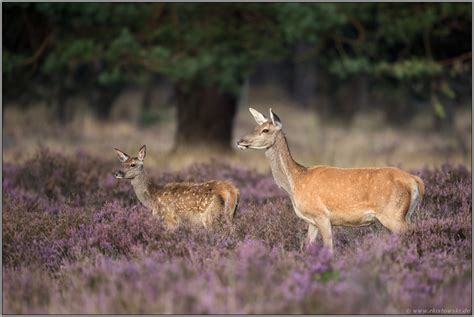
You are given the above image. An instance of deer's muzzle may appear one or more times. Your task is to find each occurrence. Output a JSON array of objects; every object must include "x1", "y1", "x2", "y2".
[
  {"x1": 114, "y1": 171, "x2": 125, "y2": 178},
  {"x1": 237, "y1": 139, "x2": 250, "y2": 150}
]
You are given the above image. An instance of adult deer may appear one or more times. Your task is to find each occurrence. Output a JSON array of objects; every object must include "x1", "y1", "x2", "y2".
[
  {"x1": 115, "y1": 145, "x2": 240, "y2": 228},
  {"x1": 237, "y1": 108, "x2": 425, "y2": 253}
]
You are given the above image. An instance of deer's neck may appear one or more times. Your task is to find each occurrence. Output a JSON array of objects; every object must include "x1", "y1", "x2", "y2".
[
  {"x1": 131, "y1": 171, "x2": 153, "y2": 209},
  {"x1": 265, "y1": 131, "x2": 303, "y2": 196}
]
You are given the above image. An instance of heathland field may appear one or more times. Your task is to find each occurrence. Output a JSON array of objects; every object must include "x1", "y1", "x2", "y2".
[{"x1": 2, "y1": 97, "x2": 472, "y2": 314}]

::::

What is needed =>
Images do not belong in the copy; reproduce all other parts of the records above verbatim.

Task result =>
You are given the above image. An instance of deer's muzzle may appear one or more times. Your task is to find each occurrence. Output a JSON array of objects; every object must include "x1", "y1", "x2", "y2".
[
  {"x1": 114, "y1": 171, "x2": 125, "y2": 178},
  {"x1": 237, "y1": 139, "x2": 250, "y2": 150}
]
You are given the above image. An instance of adult deer may appear one or more times. Your task is to find each occurrence. Output a JSON array of objects; every object must include "x1", "y1", "x2", "y2".
[
  {"x1": 115, "y1": 145, "x2": 240, "y2": 228},
  {"x1": 237, "y1": 108, "x2": 425, "y2": 253}
]
You are given the above image. An instance of deer's neck may appear one or more times. Your task is to find each occurrence. Output a JSON array of objects; every object must include "x1", "y1", "x2", "y2".
[
  {"x1": 131, "y1": 171, "x2": 153, "y2": 209},
  {"x1": 265, "y1": 131, "x2": 303, "y2": 196}
]
You are given the above image. An instance of heathland field may appear one or more times. Your task is to find each occurrence. Output a JSON array of objects; every object must include "x1", "y1", "x2", "y2".
[{"x1": 2, "y1": 97, "x2": 472, "y2": 314}]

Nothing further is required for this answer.